Mazda3 1.6D TS214 | 08 | 2010Scotcars rating

    Good-looking family workhorse is a wee gem


    Under-rated and often passed over for more brash hatchbacks, the latest Mazda3 is a surprising car. The build quality is superb and the latest styling, which links across the family of Mazda2 and Mazda6, is subtle yet effective. Created in the company’s European design centre in Germany, it is very much influenced by European thinking and demands. The result is it combines Japanese innovation, reliability and superb technology with the down-to-earth robustness that we demand in this part of the world.

    Fuel consumption, emissions and weight have all been cut which makes the car a very efficient performer whatever it’s asked to do. There are 14 models in the range with the TS2 test car featuring lots of interesting toys. The Mazda3 is the most popular in the range with the previous model clocking up around 65,000 sales in the UK. It began life in 1977 as the 323 and has helped Mazda become the third best-selling Japanese brand in the UK behind Toyota and Honda.

    The car a very efficient performer whatever it’s asked to do

    On the road

    The Mazda3 draws lessons from its big brother, the Mazda6, with a stiffer chassis and enhanced suspension, brakes and steering to improve the feel of the drive and the overall performance on a range of road surfaces. It also stops better thanks to disc brakes all round and an advanced anti-lock braking system, electronic brakeforce distribution and traction control.

    I tested the car during atrocious winter weather with deep snow and treacherous ice and it behaved impeccably. Tackling one steep side road which had a light covering of snow over some sheet ice, I found that taking off the traction control gave me the power to get up. In better conditions, it’s a sure-footed machine which may not be the fastest, but the 1.6-litre diesel engine is a hard-working and useful unit with amazing economy of almost 63mpg.

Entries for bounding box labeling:
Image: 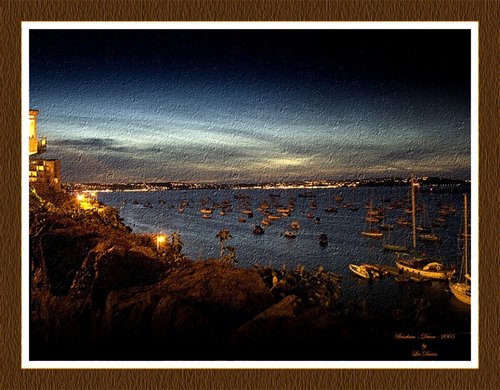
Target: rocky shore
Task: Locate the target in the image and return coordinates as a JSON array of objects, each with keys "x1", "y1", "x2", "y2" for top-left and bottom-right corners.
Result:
[{"x1": 29, "y1": 192, "x2": 464, "y2": 360}]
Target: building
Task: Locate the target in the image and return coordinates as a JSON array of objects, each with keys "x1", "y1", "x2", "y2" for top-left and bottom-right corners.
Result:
[
  {"x1": 30, "y1": 159, "x2": 61, "y2": 193},
  {"x1": 29, "y1": 110, "x2": 47, "y2": 156},
  {"x1": 29, "y1": 110, "x2": 61, "y2": 193}
]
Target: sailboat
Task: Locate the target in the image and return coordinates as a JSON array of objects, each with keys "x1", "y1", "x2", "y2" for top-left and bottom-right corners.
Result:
[
  {"x1": 396, "y1": 177, "x2": 455, "y2": 280},
  {"x1": 361, "y1": 202, "x2": 384, "y2": 238},
  {"x1": 449, "y1": 194, "x2": 471, "y2": 305}
]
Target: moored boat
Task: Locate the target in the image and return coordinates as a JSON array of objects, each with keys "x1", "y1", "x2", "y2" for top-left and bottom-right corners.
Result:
[
  {"x1": 349, "y1": 264, "x2": 380, "y2": 279},
  {"x1": 449, "y1": 194, "x2": 471, "y2": 305},
  {"x1": 383, "y1": 244, "x2": 408, "y2": 253},
  {"x1": 361, "y1": 229, "x2": 384, "y2": 238},
  {"x1": 396, "y1": 177, "x2": 455, "y2": 280}
]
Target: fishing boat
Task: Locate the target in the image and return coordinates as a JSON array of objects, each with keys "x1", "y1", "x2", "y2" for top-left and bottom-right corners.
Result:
[
  {"x1": 260, "y1": 218, "x2": 271, "y2": 226},
  {"x1": 418, "y1": 233, "x2": 441, "y2": 242},
  {"x1": 349, "y1": 264, "x2": 380, "y2": 279},
  {"x1": 383, "y1": 244, "x2": 408, "y2": 253},
  {"x1": 361, "y1": 202, "x2": 384, "y2": 238},
  {"x1": 290, "y1": 219, "x2": 300, "y2": 230},
  {"x1": 241, "y1": 209, "x2": 253, "y2": 218},
  {"x1": 252, "y1": 225, "x2": 264, "y2": 235},
  {"x1": 361, "y1": 229, "x2": 384, "y2": 238},
  {"x1": 449, "y1": 194, "x2": 471, "y2": 305},
  {"x1": 396, "y1": 177, "x2": 455, "y2": 280}
]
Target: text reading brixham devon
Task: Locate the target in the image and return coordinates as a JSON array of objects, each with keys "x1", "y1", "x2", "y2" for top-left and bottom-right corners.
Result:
[{"x1": 29, "y1": 110, "x2": 471, "y2": 360}]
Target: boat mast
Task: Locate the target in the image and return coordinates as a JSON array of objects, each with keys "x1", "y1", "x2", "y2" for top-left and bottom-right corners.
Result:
[
  {"x1": 463, "y1": 194, "x2": 469, "y2": 280},
  {"x1": 411, "y1": 176, "x2": 417, "y2": 251}
]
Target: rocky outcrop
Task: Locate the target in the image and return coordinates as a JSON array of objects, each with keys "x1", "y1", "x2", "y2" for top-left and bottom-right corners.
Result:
[{"x1": 30, "y1": 189, "x2": 352, "y2": 360}]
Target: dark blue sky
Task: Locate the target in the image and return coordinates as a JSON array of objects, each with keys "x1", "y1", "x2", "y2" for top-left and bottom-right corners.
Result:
[{"x1": 30, "y1": 30, "x2": 471, "y2": 182}]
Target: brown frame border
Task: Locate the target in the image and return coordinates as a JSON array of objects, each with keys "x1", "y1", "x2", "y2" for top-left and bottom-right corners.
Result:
[{"x1": 0, "y1": 0, "x2": 500, "y2": 389}]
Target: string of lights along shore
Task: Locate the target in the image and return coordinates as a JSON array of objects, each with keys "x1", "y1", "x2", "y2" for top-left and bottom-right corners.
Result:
[{"x1": 29, "y1": 29, "x2": 471, "y2": 183}]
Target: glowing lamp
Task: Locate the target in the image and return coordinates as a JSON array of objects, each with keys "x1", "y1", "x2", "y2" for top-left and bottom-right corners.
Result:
[{"x1": 156, "y1": 235, "x2": 167, "y2": 250}]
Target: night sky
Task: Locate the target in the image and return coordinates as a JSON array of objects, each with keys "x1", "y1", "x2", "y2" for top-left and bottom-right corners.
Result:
[{"x1": 29, "y1": 30, "x2": 471, "y2": 183}]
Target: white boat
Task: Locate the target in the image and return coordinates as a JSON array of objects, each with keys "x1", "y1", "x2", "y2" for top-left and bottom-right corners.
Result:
[
  {"x1": 449, "y1": 195, "x2": 471, "y2": 305},
  {"x1": 396, "y1": 177, "x2": 455, "y2": 280},
  {"x1": 361, "y1": 202, "x2": 384, "y2": 238},
  {"x1": 349, "y1": 264, "x2": 380, "y2": 279},
  {"x1": 290, "y1": 219, "x2": 300, "y2": 230},
  {"x1": 361, "y1": 229, "x2": 384, "y2": 238}
]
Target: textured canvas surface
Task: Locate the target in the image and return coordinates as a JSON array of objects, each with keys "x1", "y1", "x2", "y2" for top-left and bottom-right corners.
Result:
[{"x1": 0, "y1": 1, "x2": 500, "y2": 389}]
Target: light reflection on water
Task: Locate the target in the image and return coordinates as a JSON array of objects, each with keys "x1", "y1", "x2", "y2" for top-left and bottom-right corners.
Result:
[{"x1": 99, "y1": 187, "x2": 470, "y2": 331}]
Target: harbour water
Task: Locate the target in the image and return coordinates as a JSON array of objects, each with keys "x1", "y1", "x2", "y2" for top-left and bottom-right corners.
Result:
[{"x1": 98, "y1": 187, "x2": 474, "y2": 360}]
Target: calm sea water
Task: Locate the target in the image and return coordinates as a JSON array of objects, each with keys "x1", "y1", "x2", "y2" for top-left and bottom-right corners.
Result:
[{"x1": 98, "y1": 187, "x2": 470, "y2": 358}]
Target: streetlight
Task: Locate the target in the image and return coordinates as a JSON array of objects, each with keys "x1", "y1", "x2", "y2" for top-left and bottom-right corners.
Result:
[{"x1": 156, "y1": 234, "x2": 167, "y2": 251}]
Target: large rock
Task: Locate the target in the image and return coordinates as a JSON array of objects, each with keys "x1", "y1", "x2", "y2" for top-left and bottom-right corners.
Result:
[
  {"x1": 231, "y1": 295, "x2": 302, "y2": 349},
  {"x1": 160, "y1": 261, "x2": 273, "y2": 318},
  {"x1": 95, "y1": 262, "x2": 273, "y2": 359}
]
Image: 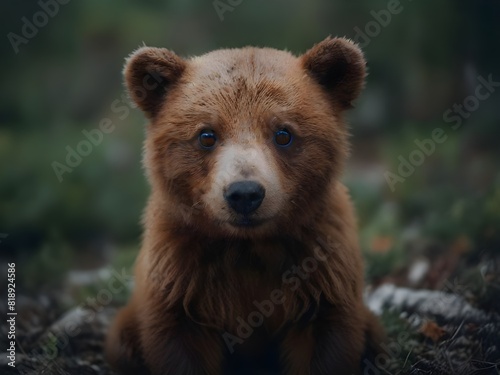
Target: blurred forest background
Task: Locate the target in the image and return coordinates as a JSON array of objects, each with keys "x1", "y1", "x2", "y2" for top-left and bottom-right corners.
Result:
[{"x1": 0, "y1": 0, "x2": 500, "y2": 374}]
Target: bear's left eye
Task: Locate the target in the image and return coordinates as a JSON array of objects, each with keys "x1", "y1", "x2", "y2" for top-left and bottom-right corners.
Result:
[
  {"x1": 274, "y1": 129, "x2": 293, "y2": 147},
  {"x1": 198, "y1": 130, "x2": 217, "y2": 149}
]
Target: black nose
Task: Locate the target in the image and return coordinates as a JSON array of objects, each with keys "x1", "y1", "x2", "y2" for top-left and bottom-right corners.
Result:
[{"x1": 224, "y1": 181, "x2": 266, "y2": 215}]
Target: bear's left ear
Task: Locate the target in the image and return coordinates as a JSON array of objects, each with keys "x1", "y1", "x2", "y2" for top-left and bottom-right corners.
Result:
[
  {"x1": 301, "y1": 37, "x2": 366, "y2": 109},
  {"x1": 123, "y1": 47, "x2": 187, "y2": 118}
]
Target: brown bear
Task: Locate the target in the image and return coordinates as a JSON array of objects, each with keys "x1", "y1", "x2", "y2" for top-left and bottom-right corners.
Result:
[{"x1": 106, "y1": 38, "x2": 381, "y2": 375}]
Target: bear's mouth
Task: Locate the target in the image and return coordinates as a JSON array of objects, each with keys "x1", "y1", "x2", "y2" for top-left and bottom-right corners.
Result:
[{"x1": 229, "y1": 216, "x2": 265, "y2": 228}]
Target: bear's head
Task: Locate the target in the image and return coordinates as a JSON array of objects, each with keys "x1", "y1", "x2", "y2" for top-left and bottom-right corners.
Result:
[{"x1": 124, "y1": 38, "x2": 365, "y2": 237}]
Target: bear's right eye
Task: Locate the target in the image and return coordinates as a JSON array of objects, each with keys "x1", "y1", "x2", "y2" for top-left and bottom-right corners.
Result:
[{"x1": 198, "y1": 130, "x2": 217, "y2": 150}]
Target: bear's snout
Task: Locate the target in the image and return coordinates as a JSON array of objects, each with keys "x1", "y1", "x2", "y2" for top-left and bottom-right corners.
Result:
[{"x1": 224, "y1": 181, "x2": 266, "y2": 215}]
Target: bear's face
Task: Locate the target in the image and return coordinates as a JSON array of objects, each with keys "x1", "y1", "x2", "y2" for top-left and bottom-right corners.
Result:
[{"x1": 125, "y1": 38, "x2": 365, "y2": 236}]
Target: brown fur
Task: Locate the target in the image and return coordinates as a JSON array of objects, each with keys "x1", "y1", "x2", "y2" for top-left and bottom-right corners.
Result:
[{"x1": 107, "y1": 38, "x2": 381, "y2": 375}]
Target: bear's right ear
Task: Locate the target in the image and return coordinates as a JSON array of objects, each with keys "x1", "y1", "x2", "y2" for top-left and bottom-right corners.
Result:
[{"x1": 123, "y1": 47, "x2": 187, "y2": 118}]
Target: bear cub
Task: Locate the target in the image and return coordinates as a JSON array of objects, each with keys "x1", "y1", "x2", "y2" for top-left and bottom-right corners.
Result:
[{"x1": 106, "y1": 37, "x2": 382, "y2": 375}]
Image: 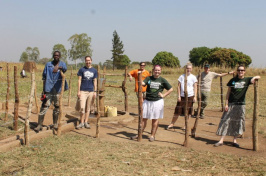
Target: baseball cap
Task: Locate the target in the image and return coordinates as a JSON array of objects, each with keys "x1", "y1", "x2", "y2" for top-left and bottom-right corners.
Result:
[{"x1": 204, "y1": 64, "x2": 210, "y2": 68}]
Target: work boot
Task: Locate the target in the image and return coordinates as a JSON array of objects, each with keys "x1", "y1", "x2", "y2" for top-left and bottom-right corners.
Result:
[
  {"x1": 34, "y1": 115, "x2": 44, "y2": 133},
  {"x1": 53, "y1": 113, "x2": 58, "y2": 129}
]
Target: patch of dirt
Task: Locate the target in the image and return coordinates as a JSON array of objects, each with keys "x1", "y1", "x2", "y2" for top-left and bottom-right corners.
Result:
[{"x1": 1, "y1": 102, "x2": 266, "y2": 157}]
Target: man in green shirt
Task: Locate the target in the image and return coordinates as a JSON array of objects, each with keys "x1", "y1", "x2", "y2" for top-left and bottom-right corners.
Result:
[{"x1": 194, "y1": 64, "x2": 234, "y2": 119}]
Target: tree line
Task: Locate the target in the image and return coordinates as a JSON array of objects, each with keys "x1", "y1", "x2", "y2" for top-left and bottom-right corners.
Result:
[
  {"x1": 189, "y1": 46, "x2": 252, "y2": 68},
  {"x1": 20, "y1": 31, "x2": 252, "y2": 70}
]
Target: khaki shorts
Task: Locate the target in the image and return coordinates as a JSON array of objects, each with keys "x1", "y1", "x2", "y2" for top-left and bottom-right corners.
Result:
[
  {"x1": 174, "y1": 96, "x2": 194, "y2": 115},
  {"x1": 136, "y1": 92, "x2": 146, "y2": 99},
  {"x1": 79, "y1": 91, "x2": 94, "y2": 114}
]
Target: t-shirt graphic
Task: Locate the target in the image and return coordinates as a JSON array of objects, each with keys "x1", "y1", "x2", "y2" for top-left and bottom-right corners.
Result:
[
  {"x1": 84, "y1": 71, "x2": 94, "y2": 79},
  {"x1": 150, "y1": 82, "x2": 161, "y2": 92},
  {"x1": 232, "y1": 81, "x2": 245, "y2": 89}
]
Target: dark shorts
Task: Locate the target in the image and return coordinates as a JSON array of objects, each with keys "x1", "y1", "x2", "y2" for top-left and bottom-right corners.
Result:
[{"x1": 174, "y1": 96, "x2": 194, "y2": 115}]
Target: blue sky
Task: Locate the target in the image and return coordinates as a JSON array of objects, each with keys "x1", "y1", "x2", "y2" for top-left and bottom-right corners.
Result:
[{"x1": 0, "y1": 0, "x2": 266, "y2": 67}]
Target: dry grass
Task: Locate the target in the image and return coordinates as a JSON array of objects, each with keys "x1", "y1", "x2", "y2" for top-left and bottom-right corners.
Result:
[
  {"x1": 0, "y1": 113, "x2": 24, "y2": 140},
  {"x1": 0, "y1": 134, "x2": 266, "y2": 175}
]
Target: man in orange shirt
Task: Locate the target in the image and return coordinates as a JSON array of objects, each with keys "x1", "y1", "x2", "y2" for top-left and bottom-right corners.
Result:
[{"x1": 128, "y1": 62, "x2": 150, "y2": 99}]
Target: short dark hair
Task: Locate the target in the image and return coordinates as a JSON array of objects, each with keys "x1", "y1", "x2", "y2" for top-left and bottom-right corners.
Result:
[
  {"x1": 53, "y1": 51, "x2": 61, "y2": 56},
  {"x1": 139, "y1": 62, "x2": 146, "y2": 65},
  {"x1": 84, "y1": 56, "x2": 92, "y2": 61}
]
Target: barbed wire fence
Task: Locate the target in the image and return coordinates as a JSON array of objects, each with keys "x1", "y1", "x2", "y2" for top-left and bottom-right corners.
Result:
[{"x1": 0, "y1": 63, "x2": 266, "y2": 151}]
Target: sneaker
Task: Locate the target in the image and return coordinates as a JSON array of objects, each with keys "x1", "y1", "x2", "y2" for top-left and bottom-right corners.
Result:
[
  {"x1": 130, "y1": 135, "x2": 138, "y2": 140},
  {"x1": 76, "y1": 123, "x2": 84, "y2": 130},
  {"x1": 213, "y1": 142, "x2": 223, "y2": 147},
  {"x1": 84, "y1": 123, "x2": 91, "y2": 129},
  {"x1": 149, "y1": 137, "x2": 155, "y2": 142}
]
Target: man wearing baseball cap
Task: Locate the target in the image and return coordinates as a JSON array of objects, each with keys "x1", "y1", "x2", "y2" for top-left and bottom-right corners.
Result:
[{"x1": 195, "y1": 64, "x2": 234, "y2": 119}]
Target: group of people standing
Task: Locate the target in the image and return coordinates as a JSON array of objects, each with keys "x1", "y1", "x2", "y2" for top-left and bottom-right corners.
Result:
[
  {"x1": 129, "y1": 62, "x2": 260, "y2": 147},
  {"x1": 34, "y1": 51, "x2": 260, "y2": 147}
]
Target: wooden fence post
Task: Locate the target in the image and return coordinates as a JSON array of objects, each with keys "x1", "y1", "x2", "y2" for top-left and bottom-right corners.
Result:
[
  {"x1": 191, "y1": 70, "x2": 201, "y2": 137},
  {"x1": 67, "y1": 66, "x2": 73, "y2": 107},
  {"x1": 13, "y1": 66, "x2": 19, "y2": 131},
  {"x1": 220, "y1": 73, "x2": 224, "y2": 112},
  {"x1": 95, "y1": 65, "x2": 101, "y2": 138},
  {"x1": 98, "y1": 70, "x2": 106, "y2": 117},
  {"x1": 122, "y1": 66, "x2": 128, "y2": 113},
  {"x1": 183, "y1": 67, "x2": 188, "y2": 147},
  {"x1": 5, "y1": 63, "x2": 10, "y2": 121},
  {"x1": 138, "y1": 73, "x2": 143, "y2": 142},
  {"x1": 34, "y1": 77, "x2": 39, "y2": 114},
  {"x1": 252, "y1": 79, "x2": 259, "y2": 151},
  {"x1": 24, "y1": 71, "x2": 35, "y2": 146},
  {"x1": 56, "y1": 70, "x2": 65, "y2": 136}
]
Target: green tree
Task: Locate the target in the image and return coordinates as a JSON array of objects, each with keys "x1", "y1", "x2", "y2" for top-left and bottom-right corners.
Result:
[
  {"x1": 189, "y1": 47, "x2": 252, "y2": 68},
  {"x1": 117, "y1": 55, "x2": 131, "y2": 69},
  {"x1": 19, "y1": 51, "x2": 29, "y2": 62},
  {"x1": 103, "y1": 60, "x2": 113, "y2": 69},
  {"x1": 111, "y1": 31, "x2": 124, "y2": 70},
  {"x1": 38, "y1": 57, "x2": 53, "y2": 65},
  {"x1": 52, "y1": 44, "x2": 68, "y2": 64},
  {"x1": 68, "y1": 33, "x2": 92, "y2": 68},
  {"x1": 152, "y1": 51, "x2": 180, "y2": 67},
  {"x1": 189, "y1": 46, "x2": 211, "y2": 66},
  {"x1": 22, "y1": 46, "x2": 40, "y2": 62},
  {"x1": 31, "y1": 47, "x2": 40, "y2": 62}
]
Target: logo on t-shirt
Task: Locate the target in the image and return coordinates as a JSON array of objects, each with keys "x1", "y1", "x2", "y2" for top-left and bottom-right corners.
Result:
[
  {"x1": 150, "y1": 82, "x2": 161, "y2": 90},
  {"x1": 235, "y1": 82, "x2": 245, "y2": 89},
  {"x1": 84, "y1": 71, "x2": 94, "y2": 79}
]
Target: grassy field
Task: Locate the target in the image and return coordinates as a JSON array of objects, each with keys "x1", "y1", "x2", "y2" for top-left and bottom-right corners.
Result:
[
  {"x1": 0, "y1": 62, "x2": 266, "y2": 137},
  {"x1": 0, "y1": 63, "x2": 266, "y2": 175},
  {"x1": 0, "y1": 133, "x2": 266, "y2": 176}
]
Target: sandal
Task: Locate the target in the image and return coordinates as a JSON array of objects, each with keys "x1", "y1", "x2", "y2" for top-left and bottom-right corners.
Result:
[
  {"x1": 213, "y1": 142, "x2": 223, "y2": 147},
  {"x1": 233, "y1": 143, "x2": 240, "y2": 148},
  {"x1": 165, "y1": 124, "x2": 174, "y2": 130},
  {"x1": 130, "y1": 135, "x2": 138, "y2": 140},
  {"x1": 149, "y1": 137, "x2": 155, "y2": 142}
]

Do this >> Copy the Mazda3 review from the words "On the road" through "of almost 63mpg.", substituting "stability control" for every "traction control".

Worked solution >>
On the road

    The Mazda3 draws lessons from its big brother, the Mazda6, with a stiffer chassis and enhanced suspension, brakes and steering to improve the feel of the drive and the overall performance on a range of road surfaces. It also stops better thanks to disc brakes all round and an advanced anti-lock braking system, electronic brakeforce distribution and stability control.

    I tested the car during atrocious winter weather with deep snow and treacherous ice and it behaved impeccably. Tackling one steep side road which had a light covering of snow over some sheet ice, I found that taking off the stability control gave me the power to get up. In better conditions, it’s a sure-footed machine which may not be the fastest, but the 1.6-litre diesel engine is a hard-working and useful unit with amazing economy of almost 63mpg.